Below are some entries. Output each one exactly as it appears.

Dataset extract
------

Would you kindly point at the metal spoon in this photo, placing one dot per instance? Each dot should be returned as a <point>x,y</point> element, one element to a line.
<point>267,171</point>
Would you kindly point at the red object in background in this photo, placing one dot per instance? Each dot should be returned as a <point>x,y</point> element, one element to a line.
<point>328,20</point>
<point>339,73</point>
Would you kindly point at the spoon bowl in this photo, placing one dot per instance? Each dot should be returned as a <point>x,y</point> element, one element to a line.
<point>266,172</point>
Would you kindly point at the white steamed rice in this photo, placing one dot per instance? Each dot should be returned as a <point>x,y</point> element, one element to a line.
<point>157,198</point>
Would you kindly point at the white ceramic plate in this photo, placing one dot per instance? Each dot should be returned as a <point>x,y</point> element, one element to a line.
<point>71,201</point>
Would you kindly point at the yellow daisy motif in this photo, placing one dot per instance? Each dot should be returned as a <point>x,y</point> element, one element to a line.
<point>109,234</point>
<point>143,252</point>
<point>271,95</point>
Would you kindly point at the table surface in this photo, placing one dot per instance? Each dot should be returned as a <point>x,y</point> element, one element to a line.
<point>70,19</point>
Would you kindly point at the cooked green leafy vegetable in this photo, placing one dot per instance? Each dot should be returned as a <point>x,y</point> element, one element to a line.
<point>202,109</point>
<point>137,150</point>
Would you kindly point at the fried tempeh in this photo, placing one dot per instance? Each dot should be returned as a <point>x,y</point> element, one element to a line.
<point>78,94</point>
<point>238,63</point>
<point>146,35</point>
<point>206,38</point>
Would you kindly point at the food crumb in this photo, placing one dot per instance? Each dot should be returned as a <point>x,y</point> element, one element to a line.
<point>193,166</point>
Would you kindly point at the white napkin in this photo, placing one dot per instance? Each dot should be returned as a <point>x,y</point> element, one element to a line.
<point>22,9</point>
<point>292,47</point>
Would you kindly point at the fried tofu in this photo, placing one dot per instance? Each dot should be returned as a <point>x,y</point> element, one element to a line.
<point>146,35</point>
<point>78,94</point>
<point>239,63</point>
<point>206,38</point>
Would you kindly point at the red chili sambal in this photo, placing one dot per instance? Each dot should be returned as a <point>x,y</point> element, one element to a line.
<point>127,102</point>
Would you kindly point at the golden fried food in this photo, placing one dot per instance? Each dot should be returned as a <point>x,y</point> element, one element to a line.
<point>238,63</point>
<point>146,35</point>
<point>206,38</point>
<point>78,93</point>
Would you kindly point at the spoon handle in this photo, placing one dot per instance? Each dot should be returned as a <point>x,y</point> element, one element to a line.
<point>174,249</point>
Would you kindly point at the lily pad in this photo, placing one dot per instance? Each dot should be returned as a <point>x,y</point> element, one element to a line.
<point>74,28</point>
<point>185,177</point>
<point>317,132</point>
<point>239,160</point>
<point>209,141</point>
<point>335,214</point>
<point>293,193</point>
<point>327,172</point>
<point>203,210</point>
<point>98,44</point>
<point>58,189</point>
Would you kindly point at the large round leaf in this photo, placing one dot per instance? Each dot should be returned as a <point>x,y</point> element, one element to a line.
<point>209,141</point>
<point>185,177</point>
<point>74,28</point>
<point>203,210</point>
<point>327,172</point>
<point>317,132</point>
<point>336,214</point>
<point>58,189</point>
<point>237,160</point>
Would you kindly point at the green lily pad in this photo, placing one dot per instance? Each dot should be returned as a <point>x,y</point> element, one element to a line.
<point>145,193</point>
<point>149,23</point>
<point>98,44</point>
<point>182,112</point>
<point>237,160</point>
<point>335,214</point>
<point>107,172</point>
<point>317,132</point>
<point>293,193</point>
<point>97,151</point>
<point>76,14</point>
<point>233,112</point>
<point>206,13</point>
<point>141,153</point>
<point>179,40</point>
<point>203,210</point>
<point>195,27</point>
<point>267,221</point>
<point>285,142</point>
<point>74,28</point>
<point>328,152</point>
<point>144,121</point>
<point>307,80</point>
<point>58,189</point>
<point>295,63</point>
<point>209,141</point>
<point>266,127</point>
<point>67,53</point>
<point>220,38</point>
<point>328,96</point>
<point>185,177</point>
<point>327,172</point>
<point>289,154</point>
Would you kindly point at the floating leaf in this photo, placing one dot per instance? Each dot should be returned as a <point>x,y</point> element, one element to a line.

------

Result for this exercise
Would you kindly point at the metal spoon in this photo, placing one dot per instance? Each dot should be returned as a <point>x,y</point> element, one element to a line.
<point>267,171</point>
Would you kindly point at the red object in background in this photo, placing one dot per instance? Each dot should be returned as a <point>x,y</point> element, one element to a line.
<point>328,20</point>
<point>339,73</point>
Would you kindly point at the spoon bowl in this photo, placing one dot per instance? Each dot should be returned as a <point>x,y</point> element, one element to a line.
<point>266,172</point>
Would you kindly point at the white steamed rice in this photo, placing one dot per instance? Each dot should be returned as a <point>x,y</point> element, one element to a line.
<point>157,198</point>
Would you kindly point at the white ceramic plate in this photo, placing one dot per instance? Each dot should be returned as a <point>x,y</point> element, one element to a line.
<point>71,201</point>
Would you kindly point at the yellow daisy motif in this photo, placing one dot per instance? Each dot should be returned as a <point>x,y</point> element, one element to a line.
<point>109,234</point>
<point>143,252</point>
<point>271,95</point>
Would you kindly point at the table surface in this photo, placing one dot per instance? Each dot should be returned as a <point>x,y</point> element, one element to a line.
<point>70,19</point>
Would you kindly point at the cooked green leafy vegetable in this photo, placing one dot per instance? Each dot should be returned as a <point>x,y</point> element, one element to a line.
<point>202,109</point>
<point>137,150</point>
Would you kindly point at the fried tempeh in this photo, placing one dot per instance? Each dot should be returned as a <point>x,y</point> element, one element to a line.
<point>78,94</point>
<point>238,63</point>
<point>146,35</point>
<point>206,38</point>
Would you kindly point at the food crumb in this photo, placing one dot per instance? Each dot should be returned as a <point>x,y</point> element, one element to a line.
<point>193,166</point>
Would you kindly point at the white napkin in this photo, placing one dot per instance? Each dot should be returned as a <point>x,y</point> element, one element to a line.
<point>22,9</point>
<point>292,47</point>
Would you kindly point at the fried tofu in this photo, placing one dot per instance? Each dot should be returned as a <point>x,y</point> element, one element to a line.
<point>146,35</point>
<point>78,94</point>
<point>239,63</point>
<point>206,38</point>
Would you kindly point at the red chili sambal in this photo, placing one dot per instance? Each dot should be returned as a <point>x,y</point> element, one element to a line.
<point>127,102</point>
Would you kindly point at the golden fried food in this photo, placing one dot per instance? Each dot should be returned as a <point>x,y</point> element, one element to a line.
<point>238,63</point>
<point>146,35</point>
<point>206,38</point>
<point>78,93</point>
Would you kindly point at the spoon handle in this photo, placing one dot per instance? Each dot should be returned as a <point>x,y</point> element, one element to a line.
<point>174,249</point>
Would you kindly point at the lily pad in this photo, placing one dot per instance? Each dot should be returned as a <point>x,y</point> element, one element to a line.
<point>74,28</point>
<point>185,177</point>
<point>317,132</point>
<point>239,160</point>
<point>209,141</point>
<point>335,214</point>
<point>293,193</point>
<point>327,172</point>
<point>203,210</point>
<point>98,44</point>
<point>58,189</point>
Would you kindly point at the large round leaf in this photo, placing one dot per instance? Each dot should be returned as a <point>x,y</point> element, one element to a line.
<point>209,141</point>
<point>185,177</point>
<point>74,28</point>
<point>203,210</point>
<point>327,172</point>
<point>317,132</point>
<point>336,214</point>
<point>58,189</point>
<point>237,160</point>
Would you kindly point at the green lily pad in this photo, placing one dot per instance? Each dot should be returned as a <point>x,y</point> element, one element to a line.
<point>145,193</point>
<point>149,23</point>
<point>98,44</point>
<point>182,112</point>
<point>237,160</point>
<point>335,214</point>
<point>107,172</point>
<point>317,132</point>
<point>293,193</point>
<point>97,151</point>
<point>76,14</point>
<point>233,112</point>
<point>206,13</point>
<point>141,153</point>
<point>179,40</point>
<point>203,210</point>
<point>195,27</point>
<point>267,221</point>
<point>285,142</point>
<point>74,28</point>
<point>328,152</point>
<point>144,121</point>
<point>307,80</point>
<point>58,189</point>
<point>295,63</point>
<point>209,141</point>
<point>266,127</point>
<point>67,53</point>
<point>220,38</point>
<point>328,96</point>
<point>185,177</point>
<point>327,172</point>
<point>289,154</point>
Would you kindly point at the floating leaf in this photo, placing one dot per instance? Each dot should be returned as a <point>x,y</point> element, one element to a line.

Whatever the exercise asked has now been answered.